= Task to carry out =
Repeat the listing in full, preserving every character.

= Task material =

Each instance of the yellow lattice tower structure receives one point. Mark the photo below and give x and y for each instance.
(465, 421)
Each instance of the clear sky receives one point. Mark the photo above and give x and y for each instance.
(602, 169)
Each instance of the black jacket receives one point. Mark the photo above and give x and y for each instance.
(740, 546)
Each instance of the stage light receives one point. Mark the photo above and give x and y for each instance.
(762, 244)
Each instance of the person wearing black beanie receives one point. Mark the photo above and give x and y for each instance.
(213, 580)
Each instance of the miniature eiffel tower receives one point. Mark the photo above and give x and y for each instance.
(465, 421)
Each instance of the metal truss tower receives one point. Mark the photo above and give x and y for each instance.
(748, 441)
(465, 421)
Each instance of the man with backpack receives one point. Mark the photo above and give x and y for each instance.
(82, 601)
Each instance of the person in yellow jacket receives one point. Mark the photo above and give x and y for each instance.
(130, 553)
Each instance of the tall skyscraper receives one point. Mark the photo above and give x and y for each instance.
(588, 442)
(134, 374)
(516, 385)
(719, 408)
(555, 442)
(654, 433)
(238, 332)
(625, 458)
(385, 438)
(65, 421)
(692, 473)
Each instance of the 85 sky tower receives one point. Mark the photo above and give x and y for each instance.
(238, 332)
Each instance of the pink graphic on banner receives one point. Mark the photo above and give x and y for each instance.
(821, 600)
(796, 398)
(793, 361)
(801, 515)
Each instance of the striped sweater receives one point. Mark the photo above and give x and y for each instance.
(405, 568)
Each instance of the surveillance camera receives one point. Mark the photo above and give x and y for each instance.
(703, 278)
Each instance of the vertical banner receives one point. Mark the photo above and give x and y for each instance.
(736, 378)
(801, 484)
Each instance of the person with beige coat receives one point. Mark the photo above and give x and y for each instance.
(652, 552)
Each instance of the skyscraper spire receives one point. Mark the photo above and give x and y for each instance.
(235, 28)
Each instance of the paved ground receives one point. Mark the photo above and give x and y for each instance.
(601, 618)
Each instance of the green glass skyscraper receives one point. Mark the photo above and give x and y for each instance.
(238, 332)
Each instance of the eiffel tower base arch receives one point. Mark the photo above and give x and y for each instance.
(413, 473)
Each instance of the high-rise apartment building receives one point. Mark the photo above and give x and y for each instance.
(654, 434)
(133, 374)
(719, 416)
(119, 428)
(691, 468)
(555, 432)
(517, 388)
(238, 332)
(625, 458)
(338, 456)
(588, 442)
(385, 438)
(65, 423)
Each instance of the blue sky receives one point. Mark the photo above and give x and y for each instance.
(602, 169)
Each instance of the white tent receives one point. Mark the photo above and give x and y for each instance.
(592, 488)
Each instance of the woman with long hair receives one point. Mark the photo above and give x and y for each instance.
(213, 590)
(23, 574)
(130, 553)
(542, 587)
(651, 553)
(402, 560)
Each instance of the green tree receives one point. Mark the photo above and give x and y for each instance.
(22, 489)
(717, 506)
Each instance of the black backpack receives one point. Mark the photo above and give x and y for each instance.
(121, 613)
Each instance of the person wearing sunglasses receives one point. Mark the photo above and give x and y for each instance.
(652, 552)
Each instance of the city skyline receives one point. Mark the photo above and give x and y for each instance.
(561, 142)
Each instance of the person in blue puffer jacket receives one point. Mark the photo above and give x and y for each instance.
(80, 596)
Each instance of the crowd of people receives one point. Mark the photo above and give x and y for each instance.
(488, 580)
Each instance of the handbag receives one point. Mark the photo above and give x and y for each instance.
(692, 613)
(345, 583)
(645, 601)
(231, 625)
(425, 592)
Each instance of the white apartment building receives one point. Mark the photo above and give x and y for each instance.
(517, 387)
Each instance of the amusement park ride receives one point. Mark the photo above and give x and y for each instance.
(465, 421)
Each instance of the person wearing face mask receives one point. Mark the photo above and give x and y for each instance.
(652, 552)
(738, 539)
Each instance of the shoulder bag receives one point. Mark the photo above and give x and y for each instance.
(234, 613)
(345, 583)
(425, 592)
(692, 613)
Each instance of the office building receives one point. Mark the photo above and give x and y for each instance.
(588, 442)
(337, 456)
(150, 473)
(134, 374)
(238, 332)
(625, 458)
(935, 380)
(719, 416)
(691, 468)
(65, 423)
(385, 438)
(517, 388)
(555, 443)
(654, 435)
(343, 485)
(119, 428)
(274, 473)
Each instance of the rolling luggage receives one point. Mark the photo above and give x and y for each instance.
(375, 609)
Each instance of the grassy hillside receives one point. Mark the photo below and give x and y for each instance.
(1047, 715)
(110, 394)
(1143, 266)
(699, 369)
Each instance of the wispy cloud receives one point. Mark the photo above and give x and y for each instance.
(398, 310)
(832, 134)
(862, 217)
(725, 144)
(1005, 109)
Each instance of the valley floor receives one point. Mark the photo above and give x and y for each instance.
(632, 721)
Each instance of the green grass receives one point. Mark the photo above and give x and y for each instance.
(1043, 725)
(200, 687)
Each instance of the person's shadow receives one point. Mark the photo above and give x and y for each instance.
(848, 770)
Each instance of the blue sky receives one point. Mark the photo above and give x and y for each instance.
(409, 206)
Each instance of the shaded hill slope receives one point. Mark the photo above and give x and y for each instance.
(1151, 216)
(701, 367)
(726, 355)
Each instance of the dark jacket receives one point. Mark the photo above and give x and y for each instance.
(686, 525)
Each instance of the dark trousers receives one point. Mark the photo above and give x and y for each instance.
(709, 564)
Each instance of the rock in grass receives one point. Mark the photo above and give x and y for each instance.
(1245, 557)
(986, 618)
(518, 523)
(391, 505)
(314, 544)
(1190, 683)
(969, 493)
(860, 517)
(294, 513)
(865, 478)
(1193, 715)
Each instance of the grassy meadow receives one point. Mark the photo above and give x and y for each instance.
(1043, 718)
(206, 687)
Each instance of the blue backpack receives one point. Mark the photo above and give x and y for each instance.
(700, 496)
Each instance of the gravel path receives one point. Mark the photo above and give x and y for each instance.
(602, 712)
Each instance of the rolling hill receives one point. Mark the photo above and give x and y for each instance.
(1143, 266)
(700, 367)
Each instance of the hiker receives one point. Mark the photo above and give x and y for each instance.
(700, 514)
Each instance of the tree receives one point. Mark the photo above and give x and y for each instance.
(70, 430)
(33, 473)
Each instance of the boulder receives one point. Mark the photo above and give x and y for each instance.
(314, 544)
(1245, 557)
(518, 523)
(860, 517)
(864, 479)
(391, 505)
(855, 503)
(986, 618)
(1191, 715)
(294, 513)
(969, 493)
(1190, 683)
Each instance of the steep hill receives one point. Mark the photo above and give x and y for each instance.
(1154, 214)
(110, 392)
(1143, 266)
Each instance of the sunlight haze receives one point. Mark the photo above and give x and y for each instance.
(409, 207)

= Result =
Each instance of the yellow lattice tower structure receives one point. Mark the photo below and give x and y for each instance.
(465, 421)
Each instance of the clear sky receives one point. Mark the photo above and give x and y for each instance.
(602, 169)
Each instance of the black jacket receives one point. Mark the photo above and give x and y for each instance.
(740, 546)
Each instance of the stage light receives one point. Mark the photo above and give x and y for each instance.
(762, 244)
Each instance of the person wearing black beanie receives one point. Mark the photo above and give x and y for each instance.
(213, 580)
Each instance of the miniature eiffel tower receives one point. Mark the photo above and give x and y for each instance.
(465, 421)
Each instance of the metal truss tower receives one point. Mark the photo above and give x and y for each instance.
(748, 441)
(465, 421)
Each instance of the man with backpack receives one point. Mark the photo above and give x and y for each instance.
(82, 601)
Each instance of the person in yellow jacket receives one point. Mark the photo above and give x and y for each instance.
(130, 553)
Each instance of the tall skyscraper receives one point. Mark the photo above and give x and y for each instance.
(588, 442)
(134, 374)
(516, 385)
(719, 408)
(555, 442)
(654, 433)
(238, 332)
(625, 458)
(385, 438)
(65, 421)
(692, 473)
Each instance of the 85 sky tower receives one point. Mark the photo above and give x and y for each instance.
(238, 332)
Each instance of the pink graphic on banner receives one point. Mark the photo above and give x and y for each instance.
(821, 600)
(796, 398)
(793, 361)
(801, 515)
Each instance of the striped sweater receives one point. Mark the photo above and give x and y for each instance.
(405, 568)
Each instance of the surveillance camera receives one point. Mark the photo above and give x and y for each instance.
(703, 278)
Each instance of the vertical banner receives one point. Mark the photo above and give x and y for each instance.
(736, 378)
(801, 484)
Each instance of the person with beige coat receives one point. Mark the photo above and give x and y for each instance.
(652, 552)
Each instance of the skyscraper spire receives one point. Mark the photo above and give x and y for each instance.
(235, 28)
Each instance of the paved ground receives one point. Mark the photo above and give x and y for each instance.
(601, 618)
Each instance of the green glass skyscraper receives one point. Mark the photo above and give x and y for each instance.
(238, 332)
Each instance of the eiffel tower base arch receives one point. Mark the photo above and give x and y for each instance.
(413, 473)
Each instance of the high-rise apartment building receives one point. Mark the photo above and give x and y for each instance.
(654, 434)
(133, 374)
(719, 416)
(119, 428)
(691, 468)
(555, 432)
(517, 388)
(238, 332)
(625, 458)
(338, 456)
(588, 442)
(385, 438)
(65, 423)
Each instance of the blue sky receives one point. Mark the photo above and give x and y for each instance.
(602, 169)
Each instance of the white tent receives one point. Mark the photo above and give x and y for each instance.
(592, 488)
Each instance of the woman with long hair receives one point. Mark the photo above and give x and y for each instance.
(213, 590)
(23, 574)
(130, 553)
(542, 587)
(651, 553)
(402, 560)
Each instance of the green tree receives one point. Mark the photo above and give x and y for each instance.
(22, 489)
(717, 506)
Each instance of the black backpack receives one point. Mark the photo above and give x and y for each instance.
(121, 613)
Each instance of the person wearing sunglasses receives one point. Mark the photo above and give x and y for each instance.
(652, 552)
Each instance of the city skyline receives one point. Mark the photo above and give x and y for each instance.
(561, 142)
Each instance of the person in blue puffer jacket receives one point. Mark the photo above and give x and y for each instance.
(80, 596)
Each instance of the crowd of people receives one point. Mark the photo above and give x and y for each instance.
(488, 580)
Each instance of the handbag receives one point. Mark the photo above and give x and y for each instance.
(692, 613)
(345, 583)
(645, 601)
(231, 625)
(425, 592)
Each instance of the white apartment building receives one point. Mark the photo above and give x and y for each instance.
(517, 387)
Each instance of the amusement park ride receives one point. Mark the photo above and give x and y for each instance.
(465, 421)
Each instance of the person wearing face mask receives one point. Mark the photo above and give x and y for each instance.
(652, 552)
(738, 539)
Each instance of the shoulder bag receives one point. Mark the photo above and give x and y for each instance.
(234, 613)
(345, 583)
(425, 592)
(692, 613)
Each instance of the office building receives one point. Mark the photo above and give x and y for each instance.
(588, 442)
(337, 456)
(150, 473)
(134, 374)
(238, 332)
(625, 458)
(935, 380)
(719, 416)
(691, 468)
(65, 423)
(385, 438)
(517, 388)
(555, 443)
(654, 435)
(343, 485)
(119, 428)
(274, 473)
Each instance of the rolling luggage receives one point. Mark the photo above and give x and y for each instance.
(375, 609)
Each instance of the grassy hillside receives one point. Mark the photo below and give x and y for each instance.
(1047, 715)
(110, 394)
(1143, 266)
(699, 369)
Each instance of the wispy cloud receives one point. Mark the photo above and give x and y for each instance.
(398, 310)
(832, 134)
(862, 217)
(725, 144)
(1005, 109)
Each instance of the valley floor receives one point. Mark the photo above and give x and y for each instance.
(632, 721)
Each instance of the green grass receives one point. Mark the photo above and give x and y for each instance.
(1043, 725)
(200, 687)
Each instance of the person's shadow receives one point. Mark the photo above and give x and y for each instance.
(848, 770)
Each instance of the blue sky receives one point. Mark the photo above and give x and y for each instance.
(409, 206)
Each instance of the shaded hill slope receives one point. Mark the photo above and give x and y for each instance.
(1151, 216)
(701, 367)
(726, 355)
Each instance of the dark jacket receives one point. Mark the photo above and give x and y for each instance.
(686, 525)
Each instance of the dark trousers receives one point. Mark the photo above and give x and y for each instance.
(709, 564)
Each instance of the rock in grass receives one point. Mark the photo above and give x and y for each instance.
(1245, 557)
(986, 618)
(518, 523)
(391, 505)
(314, 544)
(1190, 683)
(969, 493)
(860, 517)
(294, 513)
(865, 478)
(1193, 715)
Each instance of the grassy meadow receives one point. Mark the photo above and give x and y for each instance.
(1043, 718)
(206, 687)
Each instance of the blue backpack receives one point. Mark the photo above and give x and y for each instance.
(700, 496)
Each instance of the gravel path receives one point. Mark the photo above and give x and y for each instance.
(602, 712)
Each instance of the rolling hill receives one point. Mark the photo above and give x and y for each instance.
(1143, 266)
(700, 367)
Each instance of the hiker receives one point. Mark the photo above and give x and y for each instance.
(700, 514)
Each instance of the tree receives one point. Mark the photo above and give x and y for each instance.
(70, 430)
(33, 473)
Each instance of the boulder receives one point. Mark the photo above and give x and y for each instance.
(314, 544)
(1245, 557)
(518, 523)
(860, 517)
(864, 479)
(391, 505)
(855, 503)
(986, 618)
(1191, 715)
(294, 513)
(969, 493)
(1190, 683)
Each instance of the steep hill receives one point. Mark the photo above and give x and y for each instance.
(1154, 214)
(110, 392)
(1143, 266)
Each instance of the sunlight haze receives one point. Mark the photo above and give x and y for each instance.
(409, 207)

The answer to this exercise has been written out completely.